_DATA ENTRIES:_
:::::

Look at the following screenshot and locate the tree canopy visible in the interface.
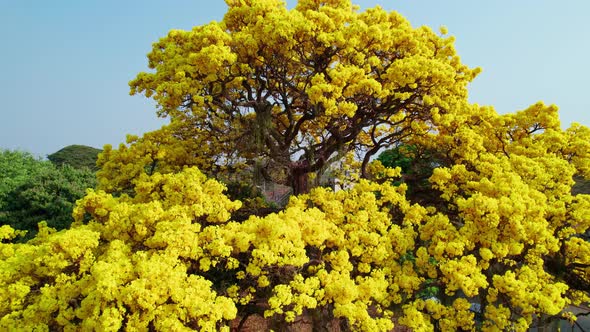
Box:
[0,0,590,331]
[100,0,479,193]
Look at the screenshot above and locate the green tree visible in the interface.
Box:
[0,150,51,213]
[47,145,102,171]
[0,151,96,239]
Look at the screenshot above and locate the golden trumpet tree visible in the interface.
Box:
[0,0,590,331]
[102,0,478,193]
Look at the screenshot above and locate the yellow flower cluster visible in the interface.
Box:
[0,0,590,331]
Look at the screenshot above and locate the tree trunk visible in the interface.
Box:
[290,167,309,195]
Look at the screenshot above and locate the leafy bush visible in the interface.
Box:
[47,145,102,171]
[0,151,96,239]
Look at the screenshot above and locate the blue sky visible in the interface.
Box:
[0,0,590,156]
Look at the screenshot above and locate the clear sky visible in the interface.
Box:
[0,0,590,156]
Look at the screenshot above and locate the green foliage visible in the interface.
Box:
[377,144,443,204]
[0,150,51,213]
[572,176,590,194]
[0,151,96,239]
[47,145,102,171]
[377,145,416,174]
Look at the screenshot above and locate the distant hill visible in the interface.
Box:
[47,145,102,171]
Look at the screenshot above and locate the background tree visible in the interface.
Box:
[47,145,102,171]
[0,0,590,331]
[0,150,51,213]
[103,0,478,193]
[0,151,96,239]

:::::

_EXERCISE GOAL:_ Report each line of the records above that contains the string "green", copying the line in full. Matching is case-sensitive.

_WRITTEN SOLUTION:_
Look at the screenshot above and locate the green tree visible in the interface.
Look at the screenshot above and locate the green foliage visible in the interface.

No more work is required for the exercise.